-- Excerpt provided --
◇ ◇ ◇ ◇ ◇

In [ ]:

!pip install fastai fastdot -q

     |████████████████████████████████| 184kB 1.4MB/s

04 TabNet¶

In this notebook we'll be looking at comparing the TabNet architecture to our regular fastai fully connected models. We'll be utilizing Michael Grankin's fast_tabnet wrapper to utilize the model.

In [4]:

!pip install fast_tabnet==0.0.8 pytorch_tabnet==1.0.6 -q

WARNING: Keyring is skipped due to an exception: Failed to unlock the collection!
WARNING: Keyring is skipped due to an exception: Failed to unlock the collection!
  WARNING: Keyring is skipped due to an exception: Failed to unlock the collection!

TabNet is an attention-based network for tabular data, originating here. Let's first look at our fastai architecture and then compare it with TabNet utilizing the fastdot library.

First let's build our data real quick so we know just what we're visualizing. We'll use ADULTs again

In [ ]:

from fastai.tabular.all import *

In [ ]:

path = untar_data(URLs.ADULT_SAMPLE)
df = pd.read_csv(path/'adult.csv')

We'll build our TabularPandas object and the DataLoaders

In [ ]:

cat_names = ['workclass', 'education', 'marital-status', 'occupation', 'relationship', 'race']
cont_names = ['age', 'fnlwgt', 'education-num']
procs = [Categorify, FillMissing, Normalize]
splits = RandomSplitter()(range_of(df))

In [ ]:

to = TabularPandas(df, procs, cat_names, cont_names, y_names="salary", splits=splits)
dls = to.dataloaders(bs=1)

And let's look at one batch to understand how the data is coming into the model:

In [ ]:

dls.one_batch()

So we can see first is our categoricals, second is our continuous, and the third is our y. With this in mind, let's make a TabularModel with 200 and 100 layer sizes:

In [3]:

learn = tabular_learner(dls, layers=[200,100], metrics=accuracy)

◇ ◇ ◇ ◇ ◇

-- Point annotation material --
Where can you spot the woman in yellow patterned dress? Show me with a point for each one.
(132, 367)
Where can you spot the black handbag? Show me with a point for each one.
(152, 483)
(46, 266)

◇ ◇ ◇ ◇ ◇

-- Given problem --
Give the TabNet notebook passage again, beginning at the words "TabNet is an" and stopping after "path = untar_data(URLs.ADULT_SAMPLE)". In it, switch "visualizing" to "plotting". The material has no connection to the TabNet notebook.

-- Answer for the task --
TabNet is an attention-based network for tabular data, originating here. Let's first look at our fastai architecture and then compare it with TabNet utilizing the fastdot library.

First let's build our data real quick so we know just what we're plotting. We'll use ADULTs again

In [ ]:

from fastai.tabular.all import *

In [ ]:

path = untar_data(URLs.ADULT_SAMPLE)